EXERCISE: The lines below that include the word "shown" are to be reported.

Start of DATA EXCERPTS

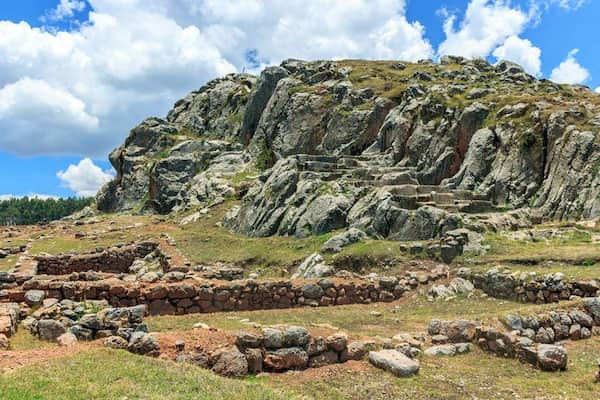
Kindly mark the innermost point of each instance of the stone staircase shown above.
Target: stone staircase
(372, 172)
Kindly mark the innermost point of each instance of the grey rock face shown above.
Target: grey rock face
(552, 358)
(34, 297)
(394, 362)
(336, 243)
(231, 363)
(116, 342)
(216, 110)
(49, 329)
(265, 86)
(313, 267)
(398, 164)
(143, 344)
(285, 359)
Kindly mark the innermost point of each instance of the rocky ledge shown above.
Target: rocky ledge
(398, 150)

End of DATA EXCERPTS

ANSWER TO THE EXERCISE:
Kindly mark the innermost point of each instance of the stone staircase shown above.
Kindly mark the innermost point of each instance of the grey rock face shown above.
Kindly mark the innermost point of each instance of the rocky ledge shown above.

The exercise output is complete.